◆ **SELECTED PASSAGE**:
- - - - - - -

Can computers process language any better than humans? Probably not.

Natural language processing (sometimes also known as text mining or computational linguistics, although I disagree with that last one) is the use of computers to process language in some way, such as finding names of businesses, rating reviews as positive or negative, summarizing news stories, etc.

Natural language processing is often done with an approach called machine learning. Machine learning is a set of techniques for letting computers “learn” for themselves how to classify things (e.g., is this word a name or not? Is this review positive, or not? Does this sentence belong in a summary of this news story, or not?), versus having humans write explicit rules for the computer about how to classify things.

In natural language processing in general and machine learning approaches to natural language processing in particular, we often use data that has been labelled by humans with the correct answers. These humans are called “annotators.” For various reasons, we often compute the agreement between the annotators–if two annotators look at the same things, how often do they agree about the classification?

I sent the preceding text, along with the following question, to a company that offers answers to arbitrary questions.  They’re called Wonder:

I’d like as many citations as you can find to support the assertion that inter-annotator agreement is probably an upper bound on possible system performance in natural language processing.  Please give me the citation, and a text snippet that demonstrates that the citation does make this claim.

- - - - - - -

◆ **REQUIRED ACTIONS**:
1. In the passage on natural language processing, what are the humans who label data with the correct answers called?
2. Write a continuation of the passage on natural language processing and annotator agreement that picks up right after its final sentence.

◆ **DATA PROVIDED**:
- - - - - - -

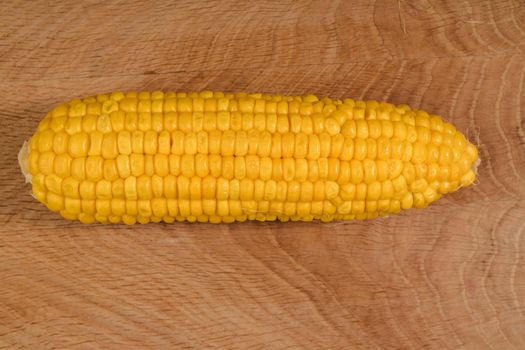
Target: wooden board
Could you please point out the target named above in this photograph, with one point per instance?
(448, 277)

- - - - - - -

◆ **ANSWERS BY TASK**:
1. They are called "annotators."

2.
I was told in grad school that it is probably not possible for a computer program that does natural language processing (and probably machine learning more broadly) to perform at a rate that is higher than the inter-annotator agreement for the task. Do I have any good citations for this assertion? No. Please find me as many as you can. I’d like the citations, along with text snippets from the citations that show that they’re really making this assertion. Bonus points for Wonder if you give me the citations in BibText format!

Here’s what I got back from Wonder:

1) “It is generally agreed that human inter-annotator agreement defines the upper limit on our ability to measure automated performance…”

  • Resnik, Philip, and Jimmy Lin. “Evaluation of NLP Systems.” The handbook of computational linguistics and natural language processing 57 (2010): 271.

2) The above source includes a citation from Gale et al. 1992: “our ability to measure performance is largely limited by our ability [to] obtain reliable judgments from human informants.”

  • Gale, William, Kenneth Ward Church, and David Yarowsky. “Estimating upper and lower bounds on the performance of word-sense disambiguation programs.” Proceedings of the 30th annual meeting on Association for Computational Linguistics. Association for Computational Linguistics, 1992.

3) “The average inter-annotator agreement indicated by the kappa values of 0.66 for surface understanding and 0.64 for conceptual understanding should be seen as upper bounds on the accuracy of any classifier.”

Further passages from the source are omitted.